ESTRATTO:
Referendum di giugno 2025
Domenica 8 e lunedì 9 giugno 2025 gli italiani torneranno (in teoria) alle urne per esprimersi su cinque quesiti referendari. Una chiamata collettiva a decidere su temi fondamentali come il lavoro e la cittadinanza. Ma cosa significa davvero votare in un referendum? E perché è importante farlo, oggi più che mai?
Precisazione importante: si può andare a votare anche solo per un quesito.
La Cittadinanza Italiana Ius Sanguinis
Il referendum: strumento di democrazia diretta
In un’epoca in cui la sfiducia nei confronti della politica e delle istituzioni cresce, il referendum rappresenta un momento raro ma potentissimo: è l’unico strumento attraverso cui il cittadino può incidere direttamente sulla produzione normativa dello Stato.
In particolare, il referendum abrogativo, previsto dall’art. 75 della Costituzione italiana, consente di cancellare – in tutto o in parte – una legge o un atto avente forza di legge. Perché sia valido, deve raggiungere il quorum: devono recarsi alle urne almeno la metà più uno degli aventi diritto. Il voto è sì per abrogare la norma, no per mantenerla in vigore.
Si tratta quindi di una decisione binaria che, però, racchiude questioni complesse e profonde. Non votare significa rinunciare a un potere raro: quello di dire direttamente “questa norma deve restare” oppure “questa norma deve sparire”.
Ovviamente il non andare a votare è comunque un’espressione di voto quando si tratta di referendum, però dovrebbe essere un espressione consapevole.
In un momento storico in cui l’astensionismo sembra crescere in parallelo al disincanto civico, i referendum di giugno assumono anche una valenza simbolica: chiamano i cittadini a uscire dall’apatia e a riappropriarsi del proprio ruolo nella democrazia.

ISTRUZIONI:
**1.** Riscrivi il passo del brano sui referendum di giugno 2025 che parte da "In un momento" e arriva fino a "ruolo nella democrazia.", sostituendo "disincanto civico" con "distacco civico".
**2.** Per favore, riprendi il brano sui referendum di giugno 2025 e proseguilo dopo la sua ultima frase.

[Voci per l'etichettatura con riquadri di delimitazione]

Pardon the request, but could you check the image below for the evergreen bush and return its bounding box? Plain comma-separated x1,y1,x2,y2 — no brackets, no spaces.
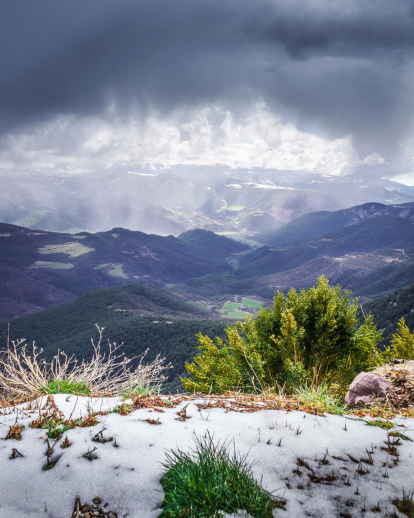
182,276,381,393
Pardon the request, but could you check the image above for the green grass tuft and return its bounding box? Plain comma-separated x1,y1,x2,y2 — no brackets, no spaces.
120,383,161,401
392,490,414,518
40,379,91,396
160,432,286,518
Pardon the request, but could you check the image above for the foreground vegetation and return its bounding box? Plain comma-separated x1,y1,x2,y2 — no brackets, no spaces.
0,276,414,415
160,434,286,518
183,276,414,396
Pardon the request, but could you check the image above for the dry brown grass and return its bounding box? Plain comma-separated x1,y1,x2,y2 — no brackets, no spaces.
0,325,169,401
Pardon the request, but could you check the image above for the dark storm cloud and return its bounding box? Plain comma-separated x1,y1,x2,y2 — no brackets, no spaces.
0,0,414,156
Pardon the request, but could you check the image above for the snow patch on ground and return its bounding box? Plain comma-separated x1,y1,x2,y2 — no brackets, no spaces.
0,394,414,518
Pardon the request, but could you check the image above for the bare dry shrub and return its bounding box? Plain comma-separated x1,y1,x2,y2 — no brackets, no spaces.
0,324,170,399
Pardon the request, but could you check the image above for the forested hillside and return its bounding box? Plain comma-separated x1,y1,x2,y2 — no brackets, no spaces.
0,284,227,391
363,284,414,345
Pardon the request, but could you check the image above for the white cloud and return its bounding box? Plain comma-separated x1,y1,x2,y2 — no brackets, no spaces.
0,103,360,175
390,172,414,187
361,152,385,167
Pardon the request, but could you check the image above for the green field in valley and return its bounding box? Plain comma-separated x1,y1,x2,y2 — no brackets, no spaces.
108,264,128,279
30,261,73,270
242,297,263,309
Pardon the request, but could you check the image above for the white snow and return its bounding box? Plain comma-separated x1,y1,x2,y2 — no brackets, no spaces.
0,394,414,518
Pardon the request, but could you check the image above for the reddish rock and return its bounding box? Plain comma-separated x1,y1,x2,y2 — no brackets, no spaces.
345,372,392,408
...
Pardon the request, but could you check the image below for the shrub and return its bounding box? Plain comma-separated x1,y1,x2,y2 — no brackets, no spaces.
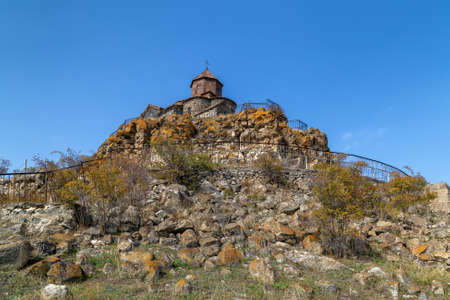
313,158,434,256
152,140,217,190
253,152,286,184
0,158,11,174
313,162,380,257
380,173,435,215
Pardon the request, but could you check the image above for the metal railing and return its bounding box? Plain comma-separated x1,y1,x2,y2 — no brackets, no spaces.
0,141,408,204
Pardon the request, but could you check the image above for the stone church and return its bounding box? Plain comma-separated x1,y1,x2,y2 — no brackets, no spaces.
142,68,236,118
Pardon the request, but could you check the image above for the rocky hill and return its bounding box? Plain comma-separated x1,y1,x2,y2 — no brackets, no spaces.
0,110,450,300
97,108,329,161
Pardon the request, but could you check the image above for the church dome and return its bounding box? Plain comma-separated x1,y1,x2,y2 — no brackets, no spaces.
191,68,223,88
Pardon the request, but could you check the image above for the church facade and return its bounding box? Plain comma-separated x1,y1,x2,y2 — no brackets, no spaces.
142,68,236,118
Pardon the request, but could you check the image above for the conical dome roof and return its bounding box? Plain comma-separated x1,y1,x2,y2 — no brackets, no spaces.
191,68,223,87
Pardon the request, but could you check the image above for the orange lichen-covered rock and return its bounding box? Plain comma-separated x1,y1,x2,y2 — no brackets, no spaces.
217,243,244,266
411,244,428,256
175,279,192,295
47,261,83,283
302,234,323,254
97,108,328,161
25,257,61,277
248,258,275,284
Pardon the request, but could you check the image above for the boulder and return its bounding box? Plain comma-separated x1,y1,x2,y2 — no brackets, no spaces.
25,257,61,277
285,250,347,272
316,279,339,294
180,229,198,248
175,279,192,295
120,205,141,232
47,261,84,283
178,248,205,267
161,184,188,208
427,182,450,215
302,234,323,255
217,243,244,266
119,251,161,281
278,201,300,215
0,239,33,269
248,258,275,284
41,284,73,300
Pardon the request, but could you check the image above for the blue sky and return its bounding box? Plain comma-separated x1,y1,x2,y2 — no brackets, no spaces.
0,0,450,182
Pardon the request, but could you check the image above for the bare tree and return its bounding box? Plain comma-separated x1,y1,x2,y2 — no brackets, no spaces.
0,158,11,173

ESERCIZI SVOLTI:
**1.**
In un momento storico in cui l’astensionismo sembra crescere in parallelo al distacco civico, i referendum di giugno assumono anche una valenza simbolica: chiamano i cittadini a uscire dall’apatia e a riappropriarsi del proprio ruolo nella democrazia.

**2.**
I cinque quesiti del Referendum: il lavoro al centro del dibattito
I referendum, indetti con i decreti del Presidente della Repubblica il 25 marzo 2025 (pubblicati nella Gazzetta Ufficiale del 31 marzo):
Contratto a tutele crescenti – Abrogazione della disciplina dei licenziamenti illegittimi introdotta dal Jobs Act
Il primo quesito riguarda una delle riforme più significative del diritto del lavoro degli ultimi decenni: il contratto a tutele crescenti, introdotto dal Jobs Act (D. Lgs. 23/2015), applicato ai lavoratori assunti dopo il 7 marzo 2015.
Cosa cambia con il Jobs Act?
Ha limitato il reintegro nel posto di lavoro (art. 18 dello Statuto dei Lavoratori) ai soli casi di licenziamento manifestamente infondato o discriminatorio, introducendo in tutti gli altri casi un indennizzo economico crescente con l’anzianità di servizio, anche per i licenziamenti ingiustificati. Questo ha reso più “prevedibile” il costo per le imprese di un licenziamento illegittimo, ma ha anche indebolito la tutela sostanziale dei lavoratori.
Cosa succederebbe con l’abrogazione?
Un sì al referendum eliminerebbe l’intera disciplina del Jobs Act in materia di licenziamenti, con la conseguenza (non automatica ma probabile) del ritorno alla disciplina precedente, basata sull’art. 18 e sulla possibilità di reintegro pieno, ma non solo anche con la possibilità di indennizzi più alti. Tuttavia, tale effetto dipenderebbe da una lettura interpretativa dei giudici o da un nuovo intervento legislativo chiarificatore.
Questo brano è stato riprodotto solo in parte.